Supplied records:
+ + + +
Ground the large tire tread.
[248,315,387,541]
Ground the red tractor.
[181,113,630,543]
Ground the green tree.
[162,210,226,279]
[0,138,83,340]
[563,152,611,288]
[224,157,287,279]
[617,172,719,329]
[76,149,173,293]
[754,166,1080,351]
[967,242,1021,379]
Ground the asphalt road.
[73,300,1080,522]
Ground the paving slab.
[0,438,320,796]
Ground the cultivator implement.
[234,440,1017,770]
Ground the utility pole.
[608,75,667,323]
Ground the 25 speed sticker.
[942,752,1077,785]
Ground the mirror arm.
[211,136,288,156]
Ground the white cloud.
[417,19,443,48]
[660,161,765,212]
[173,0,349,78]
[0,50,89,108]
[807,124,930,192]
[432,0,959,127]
+ + + +
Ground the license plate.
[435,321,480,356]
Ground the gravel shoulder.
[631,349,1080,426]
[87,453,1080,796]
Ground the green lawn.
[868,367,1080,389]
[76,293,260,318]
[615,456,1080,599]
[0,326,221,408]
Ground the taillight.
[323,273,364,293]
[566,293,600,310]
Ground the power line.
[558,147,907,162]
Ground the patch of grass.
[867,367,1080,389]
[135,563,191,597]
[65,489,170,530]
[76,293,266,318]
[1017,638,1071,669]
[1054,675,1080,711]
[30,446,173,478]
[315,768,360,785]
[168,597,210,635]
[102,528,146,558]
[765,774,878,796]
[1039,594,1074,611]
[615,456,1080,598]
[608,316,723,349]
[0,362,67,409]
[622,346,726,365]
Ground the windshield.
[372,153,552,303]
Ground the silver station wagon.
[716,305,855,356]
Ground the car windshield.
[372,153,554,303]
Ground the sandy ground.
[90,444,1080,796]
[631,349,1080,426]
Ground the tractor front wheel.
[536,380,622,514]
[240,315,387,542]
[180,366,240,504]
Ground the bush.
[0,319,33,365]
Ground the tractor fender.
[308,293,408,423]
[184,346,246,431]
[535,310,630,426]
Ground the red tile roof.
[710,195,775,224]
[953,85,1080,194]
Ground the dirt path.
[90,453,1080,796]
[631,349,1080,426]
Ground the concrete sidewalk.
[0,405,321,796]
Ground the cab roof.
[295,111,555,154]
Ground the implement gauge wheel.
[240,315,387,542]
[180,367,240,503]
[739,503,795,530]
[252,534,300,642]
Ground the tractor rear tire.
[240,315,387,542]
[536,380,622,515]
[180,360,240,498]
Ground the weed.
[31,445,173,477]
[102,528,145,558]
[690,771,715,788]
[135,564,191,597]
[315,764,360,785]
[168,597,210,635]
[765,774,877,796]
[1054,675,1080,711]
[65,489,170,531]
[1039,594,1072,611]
+ + + +
Task instructions: Repeat the rows above word for word, starting at the line that contains "Ground the large tire tread." and ending at the line that contains "[211,136,288,156]", including both of those lines.

Correct response:
Ground the large tire tread.
[248,315,387,541]
Ground the red tractor.
[181,113,630,543]
Ground the green tree.
[162,210,226,279]
[0,138,83,340]
[563,152,611,288]
[224,157,287,279]
[617,172,719,329]
[76,149,173,293]
[754,166,1080,351]
[967,242,1021,379]
Ground the asphalt road.
[73,300,1080,522]
Ground the paving slab.
[0,438,320,796]
Ground the cultivator implement.
[234,440,1017,770]
Ground the utility pole.
[608,75,667,323]
Ground the 25 speed sticker.
[942,752,1077,785]
Ground the mirror arm.
[211,136,288,156]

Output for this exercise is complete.